WORK REQUIRED:
Copy the rows below, from the line containing "Where can the wooden" through the last row, leaving each request line unchanged. Scale every pixel coordinate in the answers by 1.4, rounding to whole numbers with halves rounded up.

BEGIN GIVEN RECORDS

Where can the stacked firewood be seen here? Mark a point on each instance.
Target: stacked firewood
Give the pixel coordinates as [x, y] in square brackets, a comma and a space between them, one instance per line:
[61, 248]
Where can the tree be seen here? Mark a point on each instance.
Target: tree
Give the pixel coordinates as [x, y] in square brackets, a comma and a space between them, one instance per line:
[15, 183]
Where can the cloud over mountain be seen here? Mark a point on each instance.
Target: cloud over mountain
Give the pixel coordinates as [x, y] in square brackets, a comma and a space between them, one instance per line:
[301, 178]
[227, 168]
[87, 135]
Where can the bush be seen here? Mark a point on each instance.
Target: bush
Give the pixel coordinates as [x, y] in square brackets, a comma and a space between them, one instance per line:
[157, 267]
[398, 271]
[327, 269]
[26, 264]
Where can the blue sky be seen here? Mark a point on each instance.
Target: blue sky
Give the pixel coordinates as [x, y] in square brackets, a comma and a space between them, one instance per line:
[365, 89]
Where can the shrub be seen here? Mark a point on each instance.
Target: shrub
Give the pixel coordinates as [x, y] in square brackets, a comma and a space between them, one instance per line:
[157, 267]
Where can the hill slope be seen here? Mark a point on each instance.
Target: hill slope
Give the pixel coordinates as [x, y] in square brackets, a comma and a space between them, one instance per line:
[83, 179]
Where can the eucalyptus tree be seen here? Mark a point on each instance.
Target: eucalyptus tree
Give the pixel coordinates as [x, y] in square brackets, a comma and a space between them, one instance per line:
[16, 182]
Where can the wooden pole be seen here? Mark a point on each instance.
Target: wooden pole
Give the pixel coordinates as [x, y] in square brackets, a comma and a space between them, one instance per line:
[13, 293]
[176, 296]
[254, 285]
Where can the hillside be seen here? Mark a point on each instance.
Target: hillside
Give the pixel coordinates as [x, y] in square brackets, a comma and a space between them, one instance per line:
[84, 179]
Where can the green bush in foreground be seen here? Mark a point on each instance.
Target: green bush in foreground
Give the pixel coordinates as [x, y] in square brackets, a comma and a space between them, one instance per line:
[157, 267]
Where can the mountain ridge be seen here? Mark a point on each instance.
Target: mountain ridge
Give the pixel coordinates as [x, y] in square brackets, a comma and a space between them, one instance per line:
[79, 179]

END GIVEN RECORDS

ANSWER FOR THIS EXERCISE:
Where can the wooden pole be seen here? Mark a point on each instance.
Target: wooden pole
Give the pixel coordinates as [x, y] in square brackets, a comma and a space between them, one instance per line:
[18, 410]
[246, 414]
[356, 399]
Where can the hillside be seen here? Mark a point on each instance.
Target: hillside
Give the pixel coordinates as [x, y] in square brackets, a comma and a space between them, one instance per line:
[118, 251]
Where can the green bush in foreground be seen here? Mark a point on each instance.
Target: green bush in foreground
Give the pixel coordinates as [x, y] in square brackets, a comma and a space between them, one instance per line:
[220, 374]
Where can the mountain ridge be seen here? Mark a point on each instance.
Target: mountain ridge
Give the pixel coordinates as [x, y] in square brackets, a comma and a space between them, one instance per line:
[111, 251]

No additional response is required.